Single by The Cab

from the album Whisper War
- Released: October 30, 2008
- Studio: Red Bull Studios (Santa Monica)
- Genre: Neon pop-punk
- Length: 3:35
- Label: Decaydance; Fueled by Ramen;
- Songwriters: Alexander DeLeon; Alex T. Marshall; Ian Crawford; Cash Colligan; Alex Johnson;
- Producer: Matt Squire

The Cab singles chronology
| "One of Those Nights" (2008) | "Bounce" (2008) | "Bad" (2011) |

Music video
- "Bounce" on YouTube

= Bounce (The Cab song) =

"Bounce" is a song by American rock band the Cab. It was released on October 30, 2008, as the third and final single from their debut studio album, Whisper War. The song features additional vocals from Patrick Stump of Fall Out Boy. It reached number 69 on the Pop 100 Airplay chart.

==Background==
The song was featured as a free download on Rock Band 2. A snippet of "Bounce" was also included on Fall Out Boys' mixtape, Welcome to the New Administration.

==Composition==
"Bounce" was written by Alexander DeLeon, Alex T. Marshall, Ian Crawford, Cash Colligan and Alex Johnson, while production was handled by Matt Squire. Recorded at Red Bull Studios in Santa Monica, the song also features additional vocals from Patrick Stump, who also co-produced the track. The song is described as neon pop-punk, and contains influences reminiscent to NSYNC, as well as elements of R&B. Ian Crawford who played lead guitar on the track, broke down his parts with Guitar World where he revealed he played basic shapes and lead fills in the song.

(Material shown)

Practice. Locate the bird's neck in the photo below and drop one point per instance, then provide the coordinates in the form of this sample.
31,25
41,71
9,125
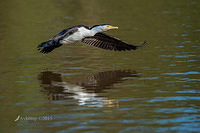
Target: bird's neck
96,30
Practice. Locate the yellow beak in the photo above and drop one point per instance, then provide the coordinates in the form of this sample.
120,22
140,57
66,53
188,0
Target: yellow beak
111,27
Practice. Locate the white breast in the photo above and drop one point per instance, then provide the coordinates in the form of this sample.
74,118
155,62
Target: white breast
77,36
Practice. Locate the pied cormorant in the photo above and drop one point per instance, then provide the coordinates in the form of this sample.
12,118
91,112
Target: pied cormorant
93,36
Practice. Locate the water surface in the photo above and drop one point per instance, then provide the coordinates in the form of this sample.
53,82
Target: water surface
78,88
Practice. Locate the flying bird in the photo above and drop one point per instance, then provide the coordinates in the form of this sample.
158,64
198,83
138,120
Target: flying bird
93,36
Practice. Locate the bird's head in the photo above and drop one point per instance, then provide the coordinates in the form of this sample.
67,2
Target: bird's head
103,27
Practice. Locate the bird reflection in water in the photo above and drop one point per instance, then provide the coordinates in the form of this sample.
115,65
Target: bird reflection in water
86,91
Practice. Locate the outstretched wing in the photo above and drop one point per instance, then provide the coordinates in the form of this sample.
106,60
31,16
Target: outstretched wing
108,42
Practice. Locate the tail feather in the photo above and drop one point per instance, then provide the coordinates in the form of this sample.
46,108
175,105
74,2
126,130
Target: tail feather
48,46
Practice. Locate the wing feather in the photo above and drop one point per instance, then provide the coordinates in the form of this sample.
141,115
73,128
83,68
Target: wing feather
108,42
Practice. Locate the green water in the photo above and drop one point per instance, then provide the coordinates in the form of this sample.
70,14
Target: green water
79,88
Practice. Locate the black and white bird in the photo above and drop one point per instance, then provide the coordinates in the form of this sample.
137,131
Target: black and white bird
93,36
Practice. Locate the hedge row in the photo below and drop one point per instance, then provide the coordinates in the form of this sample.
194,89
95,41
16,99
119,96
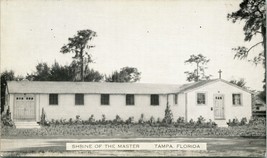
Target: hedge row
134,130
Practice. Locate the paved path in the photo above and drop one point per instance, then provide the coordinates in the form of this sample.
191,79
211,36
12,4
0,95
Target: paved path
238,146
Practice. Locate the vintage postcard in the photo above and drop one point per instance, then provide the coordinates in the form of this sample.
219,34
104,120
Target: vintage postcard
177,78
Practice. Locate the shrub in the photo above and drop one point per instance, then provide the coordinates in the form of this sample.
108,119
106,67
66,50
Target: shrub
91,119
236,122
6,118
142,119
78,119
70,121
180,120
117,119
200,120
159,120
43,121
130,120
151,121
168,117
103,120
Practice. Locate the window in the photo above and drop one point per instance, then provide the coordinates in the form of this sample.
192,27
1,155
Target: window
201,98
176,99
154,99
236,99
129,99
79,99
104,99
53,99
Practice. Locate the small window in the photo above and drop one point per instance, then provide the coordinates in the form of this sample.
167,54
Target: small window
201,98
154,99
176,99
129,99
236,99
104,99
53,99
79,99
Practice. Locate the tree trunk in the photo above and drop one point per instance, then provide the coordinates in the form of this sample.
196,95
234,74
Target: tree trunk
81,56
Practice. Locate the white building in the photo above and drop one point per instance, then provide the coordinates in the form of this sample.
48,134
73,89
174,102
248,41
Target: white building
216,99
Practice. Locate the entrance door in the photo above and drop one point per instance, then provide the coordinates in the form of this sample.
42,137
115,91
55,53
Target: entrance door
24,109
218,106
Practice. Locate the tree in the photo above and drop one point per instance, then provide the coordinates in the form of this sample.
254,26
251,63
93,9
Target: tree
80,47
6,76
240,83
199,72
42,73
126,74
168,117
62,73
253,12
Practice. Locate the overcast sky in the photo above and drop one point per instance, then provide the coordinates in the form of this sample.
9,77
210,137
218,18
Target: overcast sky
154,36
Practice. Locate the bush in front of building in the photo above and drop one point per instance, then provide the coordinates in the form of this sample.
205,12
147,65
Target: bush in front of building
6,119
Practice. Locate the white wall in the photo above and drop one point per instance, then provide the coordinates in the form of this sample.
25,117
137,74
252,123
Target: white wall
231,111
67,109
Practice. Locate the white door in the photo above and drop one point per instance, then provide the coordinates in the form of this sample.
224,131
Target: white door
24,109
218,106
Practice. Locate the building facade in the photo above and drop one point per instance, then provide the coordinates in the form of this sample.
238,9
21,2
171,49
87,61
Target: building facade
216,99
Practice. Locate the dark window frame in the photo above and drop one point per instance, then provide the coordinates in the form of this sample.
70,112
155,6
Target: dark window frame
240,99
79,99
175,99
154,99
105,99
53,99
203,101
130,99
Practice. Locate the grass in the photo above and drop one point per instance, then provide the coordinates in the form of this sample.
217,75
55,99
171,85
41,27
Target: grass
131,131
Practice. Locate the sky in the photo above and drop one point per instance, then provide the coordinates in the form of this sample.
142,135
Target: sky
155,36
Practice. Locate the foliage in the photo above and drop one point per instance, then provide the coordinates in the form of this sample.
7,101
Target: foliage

(Exercise tasks)
**A.** For each statement, say whether it agrees with the article on "Bounce," and quote the words of the article that decide it: (i) the song reached number 69 on the Pop 100 Airplay chart; (ii) the song was recorded in New York; (iii) Patrick Stump co-produced the track.
**B.** In the listing, revise the lines starting with the line with "Practice. Locate the white wall" and going on through the last line of the listing, replacing "drop one point per instance" with "place one marker per instance" and leaving everything else unchanged. Give only those lines.
The listing bears no relation to the song article that precedes it.

(Written responses)
**A.**
(i) Yes: "It reached number 69 on the Pop 100 Airplay chart."
(ii) No: "Recorded at Red Bull Studios in Santa Monica"
(iii) Yes: "who also co-produced the track"

**B.**
Practice. Locate the white wall in the photo above and place one marker per instance, then provide the coordinates in the form of this sample.
25,117
137,74
252,123
Target: white wall
231,111
67,109
Practice. Locate the white door in the photo above and place one marker per instance, then provide the coordinates in the form of this sample.
224,131
Target: white door
24,109
218,106
Practice. Locate the building facade in the photo above and place one marker per instance, then provide the coordinates in the form of this sample.
238,9
21,2
171,49
87,61
Target: building facade
216,99
Practice. Locate the dark window frame in the photo above and place one marker per instance, then provide the coordinates in the form of this sample.
70,112
155,6
Target: dark window frame
240,99
79,99
175,99
154,99
105,99
53,99
203,101
130,99
Practice. Locate the grass in the photo above and place one marker per instance, then provide the coordinates in the form of this sample.
217,75
55,99
171,85
41,27
Target: grass
131,131
Practice. Locate the sky in the photo above and place one marker per instance, then provide the coordinates in the form of this sample.
142,135
Target: sky
155,36
Practice. Locate the foliage in the photo above and place one marker per instance, then provide the coordinates in the form of this sample.
7,101
Target: foliage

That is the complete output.